= What is being asked =
Locate each line in the items below that contains the word "worker" and copy every such line in full.

Records of labeled points:
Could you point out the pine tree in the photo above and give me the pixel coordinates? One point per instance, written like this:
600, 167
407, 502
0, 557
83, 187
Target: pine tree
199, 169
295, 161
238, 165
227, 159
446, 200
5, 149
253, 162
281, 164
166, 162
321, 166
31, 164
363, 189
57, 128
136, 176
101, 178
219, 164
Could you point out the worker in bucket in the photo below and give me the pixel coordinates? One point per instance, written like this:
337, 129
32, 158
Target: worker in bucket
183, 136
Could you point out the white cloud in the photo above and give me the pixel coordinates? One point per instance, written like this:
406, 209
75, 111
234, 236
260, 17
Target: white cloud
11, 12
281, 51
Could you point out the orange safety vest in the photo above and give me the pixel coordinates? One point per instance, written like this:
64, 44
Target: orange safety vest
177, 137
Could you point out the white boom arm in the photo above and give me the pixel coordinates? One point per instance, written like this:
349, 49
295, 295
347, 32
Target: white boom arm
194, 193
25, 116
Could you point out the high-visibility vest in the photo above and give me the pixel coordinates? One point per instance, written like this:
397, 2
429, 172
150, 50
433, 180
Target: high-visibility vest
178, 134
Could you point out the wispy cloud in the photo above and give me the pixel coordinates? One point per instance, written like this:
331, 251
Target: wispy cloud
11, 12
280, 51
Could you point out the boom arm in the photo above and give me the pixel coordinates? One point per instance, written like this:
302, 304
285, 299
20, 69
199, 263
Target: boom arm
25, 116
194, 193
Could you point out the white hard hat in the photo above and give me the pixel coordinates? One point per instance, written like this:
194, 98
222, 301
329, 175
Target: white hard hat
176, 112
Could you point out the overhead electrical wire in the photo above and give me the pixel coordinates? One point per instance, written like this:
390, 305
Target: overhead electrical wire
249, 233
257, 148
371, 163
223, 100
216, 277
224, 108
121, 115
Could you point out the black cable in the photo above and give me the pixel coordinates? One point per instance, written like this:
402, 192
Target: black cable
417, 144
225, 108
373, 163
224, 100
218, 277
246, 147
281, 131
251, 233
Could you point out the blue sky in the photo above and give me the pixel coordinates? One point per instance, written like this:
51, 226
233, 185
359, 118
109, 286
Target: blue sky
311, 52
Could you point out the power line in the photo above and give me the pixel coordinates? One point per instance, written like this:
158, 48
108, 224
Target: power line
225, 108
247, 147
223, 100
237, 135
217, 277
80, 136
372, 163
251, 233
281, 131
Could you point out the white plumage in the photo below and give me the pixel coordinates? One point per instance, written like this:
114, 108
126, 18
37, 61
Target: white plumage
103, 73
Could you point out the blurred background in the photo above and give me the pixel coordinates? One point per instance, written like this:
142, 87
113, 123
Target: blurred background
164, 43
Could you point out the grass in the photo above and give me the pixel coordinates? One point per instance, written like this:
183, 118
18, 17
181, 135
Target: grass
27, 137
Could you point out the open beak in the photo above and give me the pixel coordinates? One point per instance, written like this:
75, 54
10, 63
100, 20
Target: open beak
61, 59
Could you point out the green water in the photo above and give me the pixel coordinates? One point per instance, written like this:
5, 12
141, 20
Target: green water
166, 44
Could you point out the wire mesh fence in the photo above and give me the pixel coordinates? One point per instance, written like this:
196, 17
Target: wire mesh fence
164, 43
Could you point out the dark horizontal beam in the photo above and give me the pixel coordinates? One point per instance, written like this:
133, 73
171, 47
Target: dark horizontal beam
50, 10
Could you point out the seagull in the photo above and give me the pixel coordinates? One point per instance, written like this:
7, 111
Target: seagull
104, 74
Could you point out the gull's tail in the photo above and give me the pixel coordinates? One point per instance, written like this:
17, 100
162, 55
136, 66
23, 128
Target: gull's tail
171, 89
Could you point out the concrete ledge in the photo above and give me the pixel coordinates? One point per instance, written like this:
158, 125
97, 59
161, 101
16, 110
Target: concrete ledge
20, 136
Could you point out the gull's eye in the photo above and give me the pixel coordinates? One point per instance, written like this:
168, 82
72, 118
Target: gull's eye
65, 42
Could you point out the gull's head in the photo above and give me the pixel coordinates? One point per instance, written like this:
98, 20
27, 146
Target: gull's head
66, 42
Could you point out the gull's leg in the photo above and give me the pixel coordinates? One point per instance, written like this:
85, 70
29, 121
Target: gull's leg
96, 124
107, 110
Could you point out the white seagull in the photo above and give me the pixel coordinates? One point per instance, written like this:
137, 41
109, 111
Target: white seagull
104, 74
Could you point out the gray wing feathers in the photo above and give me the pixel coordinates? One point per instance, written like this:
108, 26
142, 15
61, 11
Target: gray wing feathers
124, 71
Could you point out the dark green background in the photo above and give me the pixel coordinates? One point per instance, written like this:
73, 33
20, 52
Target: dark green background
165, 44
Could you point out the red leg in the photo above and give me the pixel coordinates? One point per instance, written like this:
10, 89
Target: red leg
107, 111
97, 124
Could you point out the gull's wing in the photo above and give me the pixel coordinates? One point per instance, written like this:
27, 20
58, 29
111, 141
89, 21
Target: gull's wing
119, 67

==

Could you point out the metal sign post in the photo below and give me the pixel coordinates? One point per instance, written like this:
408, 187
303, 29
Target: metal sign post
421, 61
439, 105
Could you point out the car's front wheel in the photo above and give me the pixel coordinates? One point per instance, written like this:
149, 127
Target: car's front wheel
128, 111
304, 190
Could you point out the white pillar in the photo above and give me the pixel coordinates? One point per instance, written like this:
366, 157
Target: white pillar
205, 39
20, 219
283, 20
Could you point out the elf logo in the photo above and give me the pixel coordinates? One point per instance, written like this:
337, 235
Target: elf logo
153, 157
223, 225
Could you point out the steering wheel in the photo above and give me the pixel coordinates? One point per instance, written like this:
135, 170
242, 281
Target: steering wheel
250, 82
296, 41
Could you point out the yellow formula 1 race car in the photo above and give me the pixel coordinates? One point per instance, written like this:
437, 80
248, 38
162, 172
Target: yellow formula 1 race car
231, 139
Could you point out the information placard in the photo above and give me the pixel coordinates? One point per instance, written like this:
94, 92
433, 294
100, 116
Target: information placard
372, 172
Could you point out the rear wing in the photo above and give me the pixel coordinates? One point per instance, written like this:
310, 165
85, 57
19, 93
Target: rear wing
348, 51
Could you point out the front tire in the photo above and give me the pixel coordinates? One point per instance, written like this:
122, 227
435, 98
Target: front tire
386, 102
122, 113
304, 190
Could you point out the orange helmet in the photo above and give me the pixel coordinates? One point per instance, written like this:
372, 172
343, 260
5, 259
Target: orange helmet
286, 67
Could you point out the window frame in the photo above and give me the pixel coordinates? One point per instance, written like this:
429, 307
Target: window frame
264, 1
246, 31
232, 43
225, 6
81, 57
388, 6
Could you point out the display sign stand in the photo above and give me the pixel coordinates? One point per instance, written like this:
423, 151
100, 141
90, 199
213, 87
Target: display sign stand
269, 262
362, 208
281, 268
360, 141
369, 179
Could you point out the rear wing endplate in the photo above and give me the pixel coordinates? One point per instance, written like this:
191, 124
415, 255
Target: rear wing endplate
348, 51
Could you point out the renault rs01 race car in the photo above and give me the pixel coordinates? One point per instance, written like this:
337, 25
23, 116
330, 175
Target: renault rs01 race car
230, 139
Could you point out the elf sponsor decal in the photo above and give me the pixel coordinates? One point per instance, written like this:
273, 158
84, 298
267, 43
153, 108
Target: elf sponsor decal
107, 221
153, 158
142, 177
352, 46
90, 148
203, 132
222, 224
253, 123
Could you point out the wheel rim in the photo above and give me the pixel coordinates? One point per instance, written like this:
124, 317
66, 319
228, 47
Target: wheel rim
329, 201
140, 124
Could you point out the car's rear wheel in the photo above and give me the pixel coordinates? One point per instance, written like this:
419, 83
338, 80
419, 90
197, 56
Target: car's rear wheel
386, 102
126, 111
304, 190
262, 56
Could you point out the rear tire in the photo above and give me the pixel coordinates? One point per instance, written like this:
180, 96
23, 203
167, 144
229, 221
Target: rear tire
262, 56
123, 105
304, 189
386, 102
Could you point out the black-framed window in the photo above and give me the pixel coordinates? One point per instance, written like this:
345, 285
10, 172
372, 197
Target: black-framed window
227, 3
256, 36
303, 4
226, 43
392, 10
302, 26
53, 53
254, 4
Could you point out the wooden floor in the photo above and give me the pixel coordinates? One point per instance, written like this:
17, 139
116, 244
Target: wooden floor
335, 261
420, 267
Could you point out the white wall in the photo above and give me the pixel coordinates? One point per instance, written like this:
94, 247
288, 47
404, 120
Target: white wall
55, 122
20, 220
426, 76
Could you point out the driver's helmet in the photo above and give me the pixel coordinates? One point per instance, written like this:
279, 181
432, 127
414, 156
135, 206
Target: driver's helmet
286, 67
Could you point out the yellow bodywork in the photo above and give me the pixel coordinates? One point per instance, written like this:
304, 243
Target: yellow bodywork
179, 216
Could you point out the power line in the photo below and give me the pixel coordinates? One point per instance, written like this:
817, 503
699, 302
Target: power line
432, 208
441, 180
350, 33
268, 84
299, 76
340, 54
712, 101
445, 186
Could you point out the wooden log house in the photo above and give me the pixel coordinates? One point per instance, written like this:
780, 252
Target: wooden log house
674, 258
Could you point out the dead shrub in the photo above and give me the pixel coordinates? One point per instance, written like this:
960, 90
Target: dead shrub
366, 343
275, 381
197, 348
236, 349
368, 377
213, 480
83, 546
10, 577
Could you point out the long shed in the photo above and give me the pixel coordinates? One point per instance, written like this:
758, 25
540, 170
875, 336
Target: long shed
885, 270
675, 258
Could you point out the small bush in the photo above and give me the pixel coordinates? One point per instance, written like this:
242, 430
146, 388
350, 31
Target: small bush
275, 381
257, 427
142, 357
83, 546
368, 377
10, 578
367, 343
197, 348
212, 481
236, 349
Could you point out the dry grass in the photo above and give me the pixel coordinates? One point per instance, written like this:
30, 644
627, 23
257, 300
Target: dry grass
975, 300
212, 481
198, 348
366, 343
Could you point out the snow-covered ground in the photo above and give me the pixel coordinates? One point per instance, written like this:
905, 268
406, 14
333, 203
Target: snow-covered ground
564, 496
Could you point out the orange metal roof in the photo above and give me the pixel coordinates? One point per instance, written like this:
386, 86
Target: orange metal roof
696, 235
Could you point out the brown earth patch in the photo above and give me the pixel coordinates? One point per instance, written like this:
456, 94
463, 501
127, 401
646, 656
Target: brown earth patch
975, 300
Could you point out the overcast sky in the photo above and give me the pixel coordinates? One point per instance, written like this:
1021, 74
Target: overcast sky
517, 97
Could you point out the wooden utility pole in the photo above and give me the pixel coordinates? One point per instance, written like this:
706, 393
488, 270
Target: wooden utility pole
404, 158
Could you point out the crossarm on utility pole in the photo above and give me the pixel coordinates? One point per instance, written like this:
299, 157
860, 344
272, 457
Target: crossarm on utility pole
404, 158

= Response to this task =
Could you point out the worker in bucket in the photo below and give me the pixel coordinates? One point per instance, written like this:
Target: worker in bucket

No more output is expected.